#### [Source material]

===============

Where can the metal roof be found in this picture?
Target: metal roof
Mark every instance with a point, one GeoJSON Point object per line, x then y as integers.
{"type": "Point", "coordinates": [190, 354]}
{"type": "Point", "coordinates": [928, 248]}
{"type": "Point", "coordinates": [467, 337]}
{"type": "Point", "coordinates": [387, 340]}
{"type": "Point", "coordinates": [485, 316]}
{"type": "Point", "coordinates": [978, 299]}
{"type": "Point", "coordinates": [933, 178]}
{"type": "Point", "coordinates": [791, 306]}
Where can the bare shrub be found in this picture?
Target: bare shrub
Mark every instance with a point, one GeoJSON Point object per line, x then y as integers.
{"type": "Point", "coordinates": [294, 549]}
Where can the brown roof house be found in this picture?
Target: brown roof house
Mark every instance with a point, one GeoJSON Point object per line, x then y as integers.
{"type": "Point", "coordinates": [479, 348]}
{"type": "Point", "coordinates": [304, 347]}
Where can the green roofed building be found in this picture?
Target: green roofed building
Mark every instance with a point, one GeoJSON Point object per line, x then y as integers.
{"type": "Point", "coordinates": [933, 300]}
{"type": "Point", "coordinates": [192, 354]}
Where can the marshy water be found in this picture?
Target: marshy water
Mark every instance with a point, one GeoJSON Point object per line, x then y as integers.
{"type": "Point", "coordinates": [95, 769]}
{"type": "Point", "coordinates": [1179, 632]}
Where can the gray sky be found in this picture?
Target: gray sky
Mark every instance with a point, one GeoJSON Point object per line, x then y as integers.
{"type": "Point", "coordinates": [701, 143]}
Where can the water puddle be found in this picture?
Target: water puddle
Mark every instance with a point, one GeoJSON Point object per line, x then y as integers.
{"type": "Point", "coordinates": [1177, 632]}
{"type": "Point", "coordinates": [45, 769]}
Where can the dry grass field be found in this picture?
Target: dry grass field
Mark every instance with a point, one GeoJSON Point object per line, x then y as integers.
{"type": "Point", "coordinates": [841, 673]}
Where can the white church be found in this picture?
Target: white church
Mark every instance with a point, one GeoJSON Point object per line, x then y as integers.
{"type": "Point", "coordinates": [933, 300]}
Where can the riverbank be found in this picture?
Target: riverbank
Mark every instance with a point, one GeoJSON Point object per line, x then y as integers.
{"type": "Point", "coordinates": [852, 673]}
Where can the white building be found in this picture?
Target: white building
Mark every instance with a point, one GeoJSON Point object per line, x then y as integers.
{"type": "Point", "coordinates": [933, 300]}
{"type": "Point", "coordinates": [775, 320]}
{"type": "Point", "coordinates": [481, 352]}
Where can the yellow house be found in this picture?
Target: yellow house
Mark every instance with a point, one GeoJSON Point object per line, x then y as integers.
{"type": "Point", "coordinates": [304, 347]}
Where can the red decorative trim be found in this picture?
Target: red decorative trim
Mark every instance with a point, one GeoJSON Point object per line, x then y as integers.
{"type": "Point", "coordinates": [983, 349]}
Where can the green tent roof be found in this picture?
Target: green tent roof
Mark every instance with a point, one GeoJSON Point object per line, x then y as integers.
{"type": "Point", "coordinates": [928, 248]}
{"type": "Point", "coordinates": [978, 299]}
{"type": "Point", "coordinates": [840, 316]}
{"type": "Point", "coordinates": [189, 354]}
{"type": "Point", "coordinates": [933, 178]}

===============

#### [What the task requires]
Transcription of all the material must be exact.

#### [Response to this task]
Where can the metal roof be found in this picture?
Target: metal roof
Mark every instance with a point, one GeoJSON Point object per line, x then y as integers.
{"type": "Point", "coordinates": [190, 354]}
{"type": "Point", "coordinates": [928, 248]}
{"type": "Point", "coordinates": [467, 337]}
{"type": "Point", "coordinates": [387, 340]}
{"type": "Point", "coordinates": [485, 316]}
{"type": "Point", "coordinates": [978, 299]}
{"type": "Point", "coordinates": [933, 178]}
{"type": "Point", "coordinates": [791, 306]}
Where can the bare shrub be found in this picture?
Target: bare shrub
Mark every instance with a point, one GeoJSON Point object per line, x then y as integers.
{"type": "Point", "coordinates": [294, 549]}
Where can the brown roof house be found in this picture?
Target: brown roof house
Mark every instance with a point, one GeoJSON Point object per line, x then y as integers.
{"type": "Point", "coordinates": [479, 348]}
{"type": "Point", "coordinates": [304, 347]}
Where can the green roofed building be found in this picture?
Target: green roofed building
Mark every instance with a point, one GeoJSON Point object per line, x then y as integers.
{"type": "Point", "coordinates": [933, 300]}
{"type": "Point", "coordinates": [192, 354]}
Where can the marshy water be found in this picture?
Target: marshy water
Mark every instance with a point, one GeoJSON Point object per line, x then y as integers.
{"type": "Point", "coordinates": [95, 769]}
{"type": "Point", "coordinates": [1179, 632]}
Where can the gray sky be found in this picture?
Target: gray sky
Mark every instance with a point, one GeoJSON Point object per line, x then y as integers.
{"type": "Point", "coordinates": [701, 143]}
Where can the water puddle be found in this picture?
Target: water puddle
Mark every instance with a point, one GeoJSON Point object per line, x then y as integers.
{"type": "Point", "coordinates": [1177, 632]}
{"type": "Point", "coordinates": [45, 769]}
Where can the dry grass field be found in this picture?
Target: dry grass field
Mark every instance with a point, one GeoJSON Point object per line, x then y as integers.
{"type": "Point", "coordinates": [841, 673]}
Where can the white church be found in this picture?
Target: white church
Mark every instance with a point, one GeoJSON Point object per line, x then y as integers.
{"type": "Point", "coordinates": [933, 300]}
Where can the riverbank be found in this picture?
Target: riverbank
Mark every instance with a point, one GeoJSON Point object per line, x then y as integers.
{"type": "Point", "coordinates": [852, 673]}
Where can the white building be found in this picture?
Target: white building
Mark every instance with a point, one GeoJSON Point object per line, x then y as integers.
{"type": "Point", "coordinates": [933, 300]}
{"type": "Point", "coordinates": [775, 320]}
{"type": "Point", "coordinates": [481, 352]}
Where can the yellow house be found in this picture?
Target: yellow house
Mark every instance with a point, one GeoJSON Point object per line, x then y as integers.
{"type": "Point", "coordinates": [304, 347]}
Where can the red decorative trim be found in this picture?
Target: red decorative trim
Mark every instance with a point, one GeoJSON Point object per line, x then y as integers.
{"type": "Point", "coordinates": [983, 349]}
Where can the green tent roof be found in this picture?
Target: green tent roof
Mark every instance with a point, one GeoJSON Point object per line, x then y as integers.
{"type": "Point", "coordinates": [928, 248]}
{"type": "Point", "coordinates": [978, 299]}
{"type": "Point", "coordinates": [840, 316]}
{"type": "Point", "coordinates": [189, 354]}
{"type": "Point", "coordinates": [933, 178]}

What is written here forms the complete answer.